(The exercise):
Copy each of the records below word for word, keeping every line exactly as it appears.

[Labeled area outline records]
[Start]
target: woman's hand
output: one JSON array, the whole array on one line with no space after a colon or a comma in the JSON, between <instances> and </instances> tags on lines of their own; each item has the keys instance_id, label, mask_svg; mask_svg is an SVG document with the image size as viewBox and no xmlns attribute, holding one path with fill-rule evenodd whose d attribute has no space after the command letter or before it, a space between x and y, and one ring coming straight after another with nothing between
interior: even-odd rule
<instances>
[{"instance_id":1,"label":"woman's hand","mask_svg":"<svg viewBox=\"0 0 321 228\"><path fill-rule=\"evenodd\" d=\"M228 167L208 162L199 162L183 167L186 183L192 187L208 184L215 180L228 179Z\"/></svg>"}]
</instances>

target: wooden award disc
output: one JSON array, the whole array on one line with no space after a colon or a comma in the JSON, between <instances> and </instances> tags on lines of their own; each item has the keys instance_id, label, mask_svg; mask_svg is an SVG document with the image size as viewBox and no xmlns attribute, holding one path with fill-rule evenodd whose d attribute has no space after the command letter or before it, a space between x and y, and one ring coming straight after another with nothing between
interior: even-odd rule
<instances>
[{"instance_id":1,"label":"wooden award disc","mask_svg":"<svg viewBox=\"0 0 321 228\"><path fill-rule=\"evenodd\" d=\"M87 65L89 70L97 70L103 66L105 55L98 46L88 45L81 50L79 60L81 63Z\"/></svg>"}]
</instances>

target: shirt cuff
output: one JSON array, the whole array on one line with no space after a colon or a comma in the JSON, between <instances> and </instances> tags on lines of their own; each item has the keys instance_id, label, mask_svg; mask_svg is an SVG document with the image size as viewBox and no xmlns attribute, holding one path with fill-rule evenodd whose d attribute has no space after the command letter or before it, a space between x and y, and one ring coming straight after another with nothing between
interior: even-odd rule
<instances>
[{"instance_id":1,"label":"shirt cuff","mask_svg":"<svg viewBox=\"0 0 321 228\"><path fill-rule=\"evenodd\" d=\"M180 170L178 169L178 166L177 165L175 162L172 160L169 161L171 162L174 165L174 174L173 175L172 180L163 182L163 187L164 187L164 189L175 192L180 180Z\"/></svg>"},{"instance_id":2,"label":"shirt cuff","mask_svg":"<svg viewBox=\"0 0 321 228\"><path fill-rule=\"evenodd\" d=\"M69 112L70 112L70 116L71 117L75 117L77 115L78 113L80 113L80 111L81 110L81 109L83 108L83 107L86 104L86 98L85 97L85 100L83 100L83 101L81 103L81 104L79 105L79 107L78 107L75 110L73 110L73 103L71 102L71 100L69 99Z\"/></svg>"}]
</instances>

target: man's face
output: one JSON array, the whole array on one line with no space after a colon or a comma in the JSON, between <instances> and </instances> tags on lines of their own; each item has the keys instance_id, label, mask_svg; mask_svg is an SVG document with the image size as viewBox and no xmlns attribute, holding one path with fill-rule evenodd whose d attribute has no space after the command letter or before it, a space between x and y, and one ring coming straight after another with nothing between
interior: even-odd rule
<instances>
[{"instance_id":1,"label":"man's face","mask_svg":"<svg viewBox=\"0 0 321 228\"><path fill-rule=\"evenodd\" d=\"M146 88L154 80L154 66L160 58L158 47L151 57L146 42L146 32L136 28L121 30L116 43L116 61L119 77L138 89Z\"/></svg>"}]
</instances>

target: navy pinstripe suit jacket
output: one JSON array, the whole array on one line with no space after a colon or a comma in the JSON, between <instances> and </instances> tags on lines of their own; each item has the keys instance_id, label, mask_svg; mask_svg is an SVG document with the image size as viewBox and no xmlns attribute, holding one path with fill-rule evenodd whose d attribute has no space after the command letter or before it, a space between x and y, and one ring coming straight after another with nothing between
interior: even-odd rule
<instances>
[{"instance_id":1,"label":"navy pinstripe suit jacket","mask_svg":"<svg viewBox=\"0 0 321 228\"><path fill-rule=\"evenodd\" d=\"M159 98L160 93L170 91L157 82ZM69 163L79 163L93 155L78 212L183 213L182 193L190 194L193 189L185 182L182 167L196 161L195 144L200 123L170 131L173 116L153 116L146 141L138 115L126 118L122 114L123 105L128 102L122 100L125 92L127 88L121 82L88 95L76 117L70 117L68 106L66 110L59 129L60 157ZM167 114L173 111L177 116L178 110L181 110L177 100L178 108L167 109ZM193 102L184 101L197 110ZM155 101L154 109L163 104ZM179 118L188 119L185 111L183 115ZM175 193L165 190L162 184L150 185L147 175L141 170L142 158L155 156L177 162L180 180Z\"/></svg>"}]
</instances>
[End]
(Solution to the exercise):
target: woman's hand
output: one JSON array, the whole array on one line with no space after a colon or a comma in the JSON, between <instances> and </instances> tags on lines of their own; each item has the keys instance_id, label, mask_svg; mask_svg is an SVG document with the image size as viewBox and no xmlns attribute, holding one path with fill-rule evenodd whose d attribute has no space after the command letter or before it, a space between x and y, and one ring coming straight after another with nothing between
interior: even-odd rule
<instances>
[{"instance_id":1,"label":"woman's hand","mask_svg":"<svg viewBox=\"0 0 321 228\"><path fill-rule=\"evenodd\" d=\"M228 167L208 162L199 162L183 167L186 183L192 187L208 184L215 180L228 179Z\"/></svg>"}]
</instances>

target: wooden award disc
output: one JSON array, the whole array on one line with no space after a colon or a comma in the JSON, between <instances> and </instances> tags on lines of their own; each item has the keys instance_id, label, mask_svg; mask_svg is an SVG document with the image size as viewBox and no xmlns attribute, holding one path with fill-rule evenodd whose d attribute has no space after the command letter or before it, a space between x and y, and one ring coming straight after another with nothing between
interior: even-odd rule
<instances>
[{"instance_id":1,"label":"wooden award disc","mask_svg":"<svg viewBox=\"0 0 321 228\"><path fill-rule=\"evenodd\" d=\"M87 65L89 70L97 70L103 66L105 55L98 46L88 45L81 50L79 60L81 63Z\"/></svg>"}]
</instances>

target: shirt cuff
output: one JSON array, the whole array on one line with no space after a colon or a comma in the JSON, between <instances> and </instances> tags on lines of their own; each item has the keys instance_id, label, mask_svg; mask_svg is an SVG document with the image size as viewBox and no xmlns attribute, holding one path with fill-rule evenodd whose d attribute has no space after the command letter or before it, a space between x and y, and one ring coming straight after another with nothing between
interior: even-odd rule
<instances>
[{"instance_id":1,"label":"shirt cuff","mask_svg":"<svg viewBox=\"0 0 321 228\"><path fill-rule=\"evenodd\" d=\"M180 170L178 169L178 166L177 165L175 162L172 160L169 161L171 162L174 165L174 174L173 175L172 180L163 182L163 187L164 187L164 189L175 192L180 180Z\"/></svg>"},{"instance_id":2,"label":"shirt cuff","mask_svg":"<svg viewBox=\"0 0 321 228\"><path fill-rule=\"evenodd\" d=\"M69 112L70 112L70 116L71 117L75 117L77 115L78 113L80 113L80 111L81 110L81 109L83 108L83 107L86 104L86 98L85 97L85 100L83 100L83 101L81 103L81 104L79 105L79 107L78 107L75 110L73 110L73 103L71 102L71 100L69 99Z\"/></svg>"}]
</instances>

target: man's face
output: one JSON array, the whole array on one line with no space after a colon or a comma in the JSON, between <instances> and </instances> tags on lines of their own; each item has the keys instance_id, label, mask_svg; mask_svg is an SVG document with the image size as viewBox and no xmlns attribute, holding one path with fill-rule evenodd whose d attribute has no space after the command letter or before it, a space between x and y, and one ring coming straight after another with nothing between
interior: even-odd rule
<instances>
[{"instance_id":1,"label":"man's face","mask_svg":"<svg viewBox=\"0 0 321 228\"><path fill-rule=\"evenodd\" d=\"M146 88L154 80L154 66L160 58L158 47L151 57L146 42L146 32L136 28L121 30L116 43L116 61L119 77L138 89Z\"/></svg>"}]
</instances>

target: navy pinstripe suit jacket
output: one JSON array, the whole array on one line with no space after a colon or a comma in the JSON, between <instances> and </instances> tags on lines of their own; each item has the keys instance_id, label, mask_svg; mask_svg is an SVG document with the image size as viewBox and no xmlns attribute, holding one path with fill-rule evenodd whose d attribute has no space after the command letter or before it, a space between x and y, and one ring coming straight after another with nothing between
interior: even-odd rule
<instances>
[{"instance_id":1,"label":"navy pinstripe suit jacket","mask_svg":"<svg viewBox=\"0 0 321 228\"><path fill-rule=\"evenodd\" d=\"M159 98L160 93L170 91L157 82ZM69 163L79 163L93 155L78 212L183 213L182 193L190 194L193 189L185 182L182 167L196 161L195 144L200 123L170 131L173 116L153 116L146 141L138 115L126 118L122 114L123 105L128 102L122 100L125 92L127 88L121 82L88 95L76 117L70 117L68 106L66 110L59 129L60 157ZM167 114L173 111L177 116L178 110L181 110L177 100L178 108L167 109ZM193 102L184 101L197 110ZM155 101L154 109L163 104ZM179 118L188 119L185 111L183 115ZM175 193L165 190L162 184L150 185L147 175L141 170L142 158L155 156L177 162L180 180Z\"/></svg>"}]
</instances>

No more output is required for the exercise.